* _WHAT TO WORK ON_
Would you reproduce every record exactly, leaving out the pictures?

[Natural language region descriptions]
============
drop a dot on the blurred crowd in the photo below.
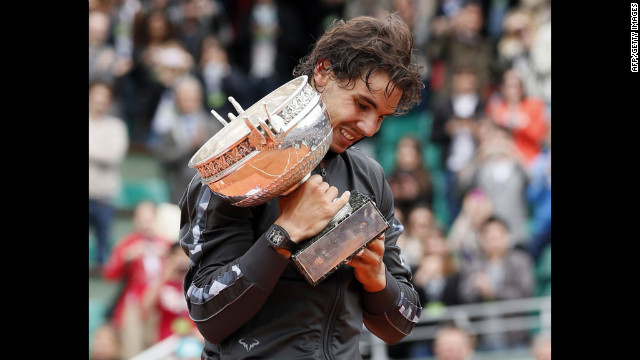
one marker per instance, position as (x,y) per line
(157,68)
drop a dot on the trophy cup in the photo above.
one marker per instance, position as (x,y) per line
(268,150)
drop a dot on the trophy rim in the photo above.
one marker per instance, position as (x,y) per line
(245,131)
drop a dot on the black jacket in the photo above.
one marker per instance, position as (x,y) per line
(250,302)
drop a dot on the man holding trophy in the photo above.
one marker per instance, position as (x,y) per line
(290,230)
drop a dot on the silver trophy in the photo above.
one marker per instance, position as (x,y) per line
(268,150)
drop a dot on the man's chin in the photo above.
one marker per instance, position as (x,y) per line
(339,149)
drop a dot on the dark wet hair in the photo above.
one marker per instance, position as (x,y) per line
(363,45)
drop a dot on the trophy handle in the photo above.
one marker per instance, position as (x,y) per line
(287,192)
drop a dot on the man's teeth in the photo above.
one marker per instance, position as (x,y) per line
(345,134)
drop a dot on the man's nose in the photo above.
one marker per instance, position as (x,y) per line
(369,126)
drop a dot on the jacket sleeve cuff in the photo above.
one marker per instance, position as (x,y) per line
(384,300)
(262,265)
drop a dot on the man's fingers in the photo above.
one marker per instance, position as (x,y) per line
(315,179)
(341,201)
(332,192)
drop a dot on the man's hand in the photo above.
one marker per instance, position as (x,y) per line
(368,266)
(308,209)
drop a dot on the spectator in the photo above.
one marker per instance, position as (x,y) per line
(539,198)
(498,172)
(102,55)
(458,39)
(257,47)
(420,223)
(108,145)
(181,127)
(523,116)
(222,79)
(464,232)
(151,31)
(497,273)
(541,347)
(436,278)
(453,343)
(454,129)
(165,299)
(105,344)
(198,19)
(410,180)
(136,261)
============
* _RESULT OF THIS EXERCISE_
drop a dot on the blurred crowd in the photo below.
one marker per instance, position as (x,y) per line
(157,68)
drop a dot on the trophy cup in the photo above.
one marker per instance, position as (x,y) per line
(268,150)
drop a dot on the trophy rim in the photo above.
one marker per instance, position as (x,y) per line
(245,131)
drop a dot on the black jacket in the photo above.
one marker per instance, position as (x,y) per line
(250,302)
drop a dot on the man holding trophy in the photo above.
one marker per instance, position as (x,y) per line
(290,230)
drop a dot on the silver trophy in the photo above.
one marker per instance, position as (x,y) per line
(268,150)
drop a dot on the man's chin in the photo above.
one marker per instance, position as (x,y) per line
(339,149)
drop a dot on the dark wet hair in the photo above.
one marker per instance, position as (x,y) per line
(363,45)
drop a dot on the trophy handle in the photo above.
one marker per instance, position as (x,y) per line
(287,192)
drop a dot on the man's teeth in the photo above.
one marker per instance, position as (x,y) per line
(345,134)
drop a dot on the man's nose in the photo above.
one marker per instance, position as (x,y) per line
(369,126)
drop a dot on the jacket sleeve cuff in the photo above.
one marker per instance, position as (x,y) per line
(384,300)
(262,265)
drop a dot on the man's fingers in the photo above.
one marker per instance, position as (x,y) per line
(315,179)
(341,201)
(332,192)
drop a dot on the man's hand in the photo above.
one marker per instance, position as (x,y) per line
(368,266)
(308,209)
drop a dot on the spectator in the photo above.
one marker per instance, position as (x,y) per line
(539,198)
(498,172)
(102,55)
(458,39)
(257,47)
(420,223)
(108,145)
(181,127)
(523,116)
(222,79)
(464,232)
(151,31)
(497,273)
(541,347)
(436,278)
(453,343)
(454,129)
(165,299)
(105,344)
(198,19)
(410,180)
(136,261)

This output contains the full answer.